Source =>
◇ ◇ ◇ ◇ ◇ ◇ ◇

While balancing his coursework and a rigorous training schedule, Tommie found time to join the Beta Beta Chi Chapter of Phi Beta Sigma Fraternity, Incorporated. Phi Beta Sigma is an international Fraternity founded on January 9, 1914, on the campus of Howard University in Washington, DC. As a member of the Fraternity, Tommie utilized the leadership skills that he gained at an early age and served as the President of his Chapter for two years. In an interview with the V.S.OP team, Tommie shares how he overcame the adversities of being born to teenage parents and losing his father to go on to become a college graduate, All-American athlete and up and coming entrepreneur.

V.S.OP: “Tell us about your journey. How did you get into the industry that you are in?”

TL: “I am someone who came from nothing, born in a society where most that looked like me would be predisposed to drugs, violence and poverty. I somehow fell into the fashion industry, but I am using my brand and movement to redefine culture and make sustainable living more accessible to underrepresented millennials.”

Tommie truly believes in the old mantra that “it takes a village to raise a child,” and he attributes much of his success, both personally and professionally, to individuals that served as mentors and role models for him.

TL: “Coming from nothing, I am grateful and know the importance of giving back. I would not be where I am today without the support and guidance of many along the way including the staff of “A Better Chance”, my coaches and the brothers of Phi Beta Sigma Fraternity, Incorporated.”

Defining your purpose can often be difficult to do. People spend a great deal of time trying to establish who they are or to make sense of what they are placed on this earth to do. Tommie believes that he is living in his purpose and is using his craft to inspire others to achieve greatness. He also envisions himself as a barrier breaker in the fashion industry and has established lofty goals for Superego, LLC.

Coming from nothing, I am grateful and know the importance of giving back. 

 

V.S.OP: “What makes you do what you do?”

TL: “My purpose in life is to do what I do. I was given a gift, destined for greatness. It is my duty to give back and uplift our youth, paving a path for them to have a more positive future.”

V.S.OP: “Where do you see yourself in 10 years?”

◇ ◇ ◇ ◇ ◇ ◇ ◇

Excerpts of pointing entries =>
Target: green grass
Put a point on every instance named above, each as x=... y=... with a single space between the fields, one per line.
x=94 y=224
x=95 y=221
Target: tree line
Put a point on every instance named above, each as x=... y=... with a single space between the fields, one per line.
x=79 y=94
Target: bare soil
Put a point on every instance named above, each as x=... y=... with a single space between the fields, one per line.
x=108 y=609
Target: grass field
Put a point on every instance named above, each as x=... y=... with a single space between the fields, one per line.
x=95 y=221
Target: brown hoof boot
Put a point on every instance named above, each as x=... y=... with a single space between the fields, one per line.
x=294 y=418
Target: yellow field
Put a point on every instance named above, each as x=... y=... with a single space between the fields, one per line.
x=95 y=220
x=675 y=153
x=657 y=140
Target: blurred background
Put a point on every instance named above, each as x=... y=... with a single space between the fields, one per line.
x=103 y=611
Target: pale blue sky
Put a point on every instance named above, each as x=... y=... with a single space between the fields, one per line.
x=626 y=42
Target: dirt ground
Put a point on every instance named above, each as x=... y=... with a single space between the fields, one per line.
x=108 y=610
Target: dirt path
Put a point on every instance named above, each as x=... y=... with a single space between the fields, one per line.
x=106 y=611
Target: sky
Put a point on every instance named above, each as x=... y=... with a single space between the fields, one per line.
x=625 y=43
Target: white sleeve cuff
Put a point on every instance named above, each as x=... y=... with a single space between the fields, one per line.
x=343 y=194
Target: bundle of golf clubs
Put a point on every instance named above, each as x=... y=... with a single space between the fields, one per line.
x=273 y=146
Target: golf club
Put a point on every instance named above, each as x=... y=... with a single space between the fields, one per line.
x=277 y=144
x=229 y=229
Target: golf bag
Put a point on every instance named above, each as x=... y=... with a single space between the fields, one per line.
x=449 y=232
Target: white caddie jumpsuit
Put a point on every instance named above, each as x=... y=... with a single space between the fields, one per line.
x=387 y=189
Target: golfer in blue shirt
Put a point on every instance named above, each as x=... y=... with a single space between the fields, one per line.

◇ ◇ ◇ ◇ ◇ ◇ ◇

Exercise set =>
- A) Please copy the entries starting at the line containing "Target: golfer in blue shirt" and ending at the last entry, keeping every character unchanged.
- B) Pick up the profile of Tommie from its final line and continue it.

Responses in order =>
- A)
Target: golfer in blue shirt
Put a point on every instance named above, each as x=... y=... with a single space between the fields, one per line.

- B)
TL: “In 10 years I would like to be a successful business owner that is known for changing the very fabric of reality (making hemp the new standard for t-shirt as opposed to cotton). I would like to have concept stores around the world, connecting the dots and empowering creatives to live their dreams. I would eventually like to start my own foundation or non-profit organization to give back to youth in underprivileged areas.”

V.S.OP: “What legacy do you want to leave behind through your craft?”

TL: “(BE)lieve in (YOU)rself. I want to leave this earth knowing that I have made an impact, knowing that my children and grandchildren will be born “Cut From A Different Cloth.” I want people to feel comfortable in their own skin, knowing that life’s a journey of creating yourself. Do what makes you happy and never let anyone get in the way of your dreams.”

Success is not easily attainable and this is even more evident in companies trying to establish themselves in major industries that have been historically dominated by larger corporations. The V.S.OP team inquired as to the challenges that Mr. Lark has faced as he seeks to “change the very fabric of reality.”

(BE)lieve in (YOU)rself. I want to leave this earth knowing that I have made an impact, knowing that my children and grandchildren will be born “Cut From A Different Cloth.

V.S.OP: “What are some obstacles that you have faced in pursuit of your goals?”

TL: “I was born to lose, but built to win. Born in poverty to high school sweethearts, losing my dad to violence as a child. Raised by a single mother working 3 jobs to provide for my siblings and myself. I was able to get over all of the obstacles in my way. Currently, a major obstacle that I am facing is building a brand from the ground up and spreading awareness. As a small business, working capital is always an issue, but we continue to work with the means that we have in order to get to the next level.”

Seizing opulence is not only about achieving success, but making an impact while doing so. Those that are living the “opulent life” are individuals that intend to use their personal brands to excel within their industries while shifting the social conscience of everyone that they encounter. Mr. Lark was candid in sharing that he hopes to inspire future generations and create a better living environment for them through his company’s success.

V.S.OP: “What does your craft mean to you?”

TL: “My craft is everything to me, as I am set out to literally change the very fabric of reality. I am introducing a sustainable alternative to the very wasteful fashion industry in a way that makes it ‘cool’. I want to appeal to the youth, educating and empowering them to make conscientious decisions that impact their everyday lives. Through our clothing we are empowering society, the environment, and in turn, our economy.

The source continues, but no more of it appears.